Work request
The task calls for the count of lines containing "toothpick" in these records, given as a number with no other words.

Extracted data
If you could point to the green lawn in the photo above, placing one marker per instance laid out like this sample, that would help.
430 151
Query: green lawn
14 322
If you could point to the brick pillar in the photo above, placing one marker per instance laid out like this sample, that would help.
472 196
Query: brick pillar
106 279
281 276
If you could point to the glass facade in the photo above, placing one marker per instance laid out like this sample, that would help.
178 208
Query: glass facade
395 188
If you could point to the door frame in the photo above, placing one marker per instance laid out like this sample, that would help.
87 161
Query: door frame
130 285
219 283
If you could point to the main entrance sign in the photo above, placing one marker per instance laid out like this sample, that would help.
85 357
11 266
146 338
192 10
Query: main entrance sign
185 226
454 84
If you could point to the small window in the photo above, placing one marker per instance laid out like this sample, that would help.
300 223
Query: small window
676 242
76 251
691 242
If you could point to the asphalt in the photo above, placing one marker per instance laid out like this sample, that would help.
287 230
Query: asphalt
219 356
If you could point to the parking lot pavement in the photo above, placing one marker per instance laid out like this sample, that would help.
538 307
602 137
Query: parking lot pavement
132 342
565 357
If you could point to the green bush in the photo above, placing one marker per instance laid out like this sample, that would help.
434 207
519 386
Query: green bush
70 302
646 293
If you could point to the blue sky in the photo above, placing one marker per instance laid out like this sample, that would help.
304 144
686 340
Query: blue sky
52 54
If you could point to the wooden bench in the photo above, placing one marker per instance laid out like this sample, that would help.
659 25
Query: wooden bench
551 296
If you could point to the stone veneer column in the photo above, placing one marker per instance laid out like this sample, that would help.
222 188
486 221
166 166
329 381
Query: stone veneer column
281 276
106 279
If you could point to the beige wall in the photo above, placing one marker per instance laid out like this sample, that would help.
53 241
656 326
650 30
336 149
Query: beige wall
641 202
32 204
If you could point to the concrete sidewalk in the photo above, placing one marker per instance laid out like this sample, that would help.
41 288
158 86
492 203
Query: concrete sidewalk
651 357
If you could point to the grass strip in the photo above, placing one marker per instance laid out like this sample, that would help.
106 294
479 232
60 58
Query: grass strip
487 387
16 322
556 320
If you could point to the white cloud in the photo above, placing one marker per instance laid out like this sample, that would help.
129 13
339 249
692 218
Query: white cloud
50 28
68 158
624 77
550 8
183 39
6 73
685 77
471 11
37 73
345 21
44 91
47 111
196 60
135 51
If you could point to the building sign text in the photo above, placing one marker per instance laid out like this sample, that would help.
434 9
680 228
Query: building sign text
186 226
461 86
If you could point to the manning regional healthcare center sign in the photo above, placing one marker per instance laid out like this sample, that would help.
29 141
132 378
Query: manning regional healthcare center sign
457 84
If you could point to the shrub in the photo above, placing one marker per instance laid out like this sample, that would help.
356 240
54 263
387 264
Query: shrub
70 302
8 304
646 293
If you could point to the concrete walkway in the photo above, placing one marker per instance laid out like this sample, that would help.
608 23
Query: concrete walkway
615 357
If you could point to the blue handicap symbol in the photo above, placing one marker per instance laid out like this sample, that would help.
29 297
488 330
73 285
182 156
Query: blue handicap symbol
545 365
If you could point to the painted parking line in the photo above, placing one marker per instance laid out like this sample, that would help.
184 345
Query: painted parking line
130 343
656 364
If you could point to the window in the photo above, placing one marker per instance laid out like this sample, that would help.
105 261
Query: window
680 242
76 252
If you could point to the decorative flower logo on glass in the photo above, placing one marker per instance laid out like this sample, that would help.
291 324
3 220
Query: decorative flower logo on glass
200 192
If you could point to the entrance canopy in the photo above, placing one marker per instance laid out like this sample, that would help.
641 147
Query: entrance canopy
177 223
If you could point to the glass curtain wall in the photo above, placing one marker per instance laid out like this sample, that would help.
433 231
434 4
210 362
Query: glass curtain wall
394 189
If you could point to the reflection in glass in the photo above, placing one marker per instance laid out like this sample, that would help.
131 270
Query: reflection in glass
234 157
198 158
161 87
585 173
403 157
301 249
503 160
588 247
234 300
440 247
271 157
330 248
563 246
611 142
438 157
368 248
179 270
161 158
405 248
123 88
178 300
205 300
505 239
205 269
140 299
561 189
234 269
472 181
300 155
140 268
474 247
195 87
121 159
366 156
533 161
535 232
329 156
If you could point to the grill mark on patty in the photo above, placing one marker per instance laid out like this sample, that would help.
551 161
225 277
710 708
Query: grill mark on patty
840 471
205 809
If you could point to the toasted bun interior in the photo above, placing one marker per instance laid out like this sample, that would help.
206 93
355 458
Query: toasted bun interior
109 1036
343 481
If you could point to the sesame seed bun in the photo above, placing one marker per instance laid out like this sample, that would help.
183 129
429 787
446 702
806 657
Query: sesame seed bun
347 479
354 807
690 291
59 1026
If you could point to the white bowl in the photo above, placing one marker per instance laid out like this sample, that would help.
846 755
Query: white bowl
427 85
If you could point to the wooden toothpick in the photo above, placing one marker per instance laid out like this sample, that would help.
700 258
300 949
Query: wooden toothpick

Answer box
2